1962 US Samuel Fuller
✰✰ 1/2

Samuel Fuller's war films are all worth watching, but this one won't top any lists. It's about a stubborn, courageous U.S. Army commander who leads his men on a bushwhack through WWII-era Burma, cleaning out the Japanese. There are a lot of characters, not a lot of time to get to know them. War is shown as exhaustion, the winner being the one able to stretch himself the thinnest without snapping. Action itself is thick, 95 minutes without relaxation. One of the best sequences (there are several amazing ones) shows the effects of war by showing a handful of spots twice: once clean, before combat; once after, with bodies and destruction strewn all around. Interactions between foreign soldiers and native villagers are touching. Unfortunately, these highlights occur on an ordinary backdrop: film is workmanlike, for the most part. Fuller's toughness is here, but not quite his talent, his heart. Still, it's interesting to consider '62 and think of the film as sensing Vietnam.

Marley & Me

2008 US David Frankel
✰ 1/2

There's only one proper way to do a "dog film" without turning your work into mush, and that's by refraining from killing the cute, cuddly guy at the end. Marley & Me not only fails at this—but does so spectacularly, milking the death with cross-cuts (little kid watching doggy home videos / the dog being killed by injection) followed by a lengthy canine funeral. Neither Owen Wilson nor Jennifer Aniston are particularly good actors, which doesn't help, though at least Wilson keeps most of the goings-on goofy. Alan Arkin is a supporting pleasure. The story is predictable, formulaic; I didn't mind. The dog's antics are fun for people who like dogs. A sub-plot involving TV actor Eric Dane goes nowhere throughout the movie. I guess I should also say that this manipulative piece of trash made my eyes water. Damn you, David Frankel. Damn you!

Material
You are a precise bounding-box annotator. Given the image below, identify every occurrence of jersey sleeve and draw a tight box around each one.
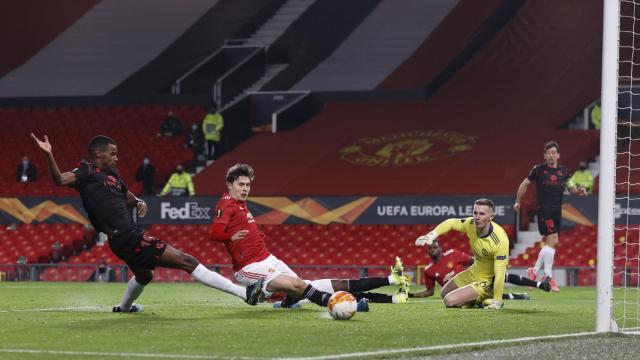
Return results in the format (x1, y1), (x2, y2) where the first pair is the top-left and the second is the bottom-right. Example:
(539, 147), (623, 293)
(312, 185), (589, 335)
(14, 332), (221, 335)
(209, 200), (234, 241)
(71, 163), (91, 186)
(564, 168), (578, 189)
(527, 165), (538, 181)
(433, 219), (467, 236)
(493, 231), (509, 302)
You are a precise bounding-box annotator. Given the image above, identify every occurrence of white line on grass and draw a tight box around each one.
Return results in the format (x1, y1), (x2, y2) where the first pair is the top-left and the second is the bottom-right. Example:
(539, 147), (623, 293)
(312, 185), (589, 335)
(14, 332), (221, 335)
(0, 349), (256, 360)
(280, 332), (596, 360)
(0, 332), (596, 360)
(0, 306), (103, 313)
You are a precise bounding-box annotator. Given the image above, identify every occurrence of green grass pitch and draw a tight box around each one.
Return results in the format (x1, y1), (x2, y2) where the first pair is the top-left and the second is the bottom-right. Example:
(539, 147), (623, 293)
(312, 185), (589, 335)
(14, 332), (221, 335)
(0, 282), (632, 359)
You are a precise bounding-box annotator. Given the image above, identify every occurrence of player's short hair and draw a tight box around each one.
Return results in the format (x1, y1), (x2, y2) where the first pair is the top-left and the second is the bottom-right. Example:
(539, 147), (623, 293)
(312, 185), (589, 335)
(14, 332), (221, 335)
(473, 198), (495, 211)
(544, 140), (560, 152)
(88, 135), (117, 156)
(227, 164), (256, 183)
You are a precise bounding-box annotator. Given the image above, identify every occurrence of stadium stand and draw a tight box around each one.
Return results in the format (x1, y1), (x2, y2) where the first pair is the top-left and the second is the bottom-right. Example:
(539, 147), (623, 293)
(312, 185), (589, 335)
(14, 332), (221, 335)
(293, 0), (458, 91)
(0, 105), (205, 197)
(0, 0), (222, 97)
(0, 0), (99, 77)
(194, 102), (598, 195)
(377, 0), (504, 90)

Exercise task 1
List every actor named in the film reviews.
Exercise task 2
Switch "predictable" to "familiar" and write out the film reviews again, starting at "There's only one" and ending at "Frankel. Damn you!".
These rows come from a separate source, not from the film reviews.

Expected answer 1
Owen Wilson, Jennifer Aniston, Alan Arkin, Eric Dane

Expected answer 2
There's only one proper way to do a "dog film" without turning your work into mush, and that's by refraining from killing the cute, cuddly guy at the end. Marley & Me not only fails at this—but does so spectacularly, milking the death with cross-cuts (little kid watching doggy home videos / the dog being killed by injection) followed by a lengthy canine funeral. Neither Owen Wilson nor Jennifer Aniston are particularly good actors, which doesn't help, though at least Wilson keeps most of the goings-on goofy. Alan Arkin is a supporting pleasure. The story is familiar, formulaic; I didn't mind. The dog's antics are fun for people who like dogs. A sub-plot involving TV actor Eric Dane goes nowhere throughout the movie. I guess I should also say that this manipulative piece of trash made my eyes water. Damn you, David Frankel. Damn you!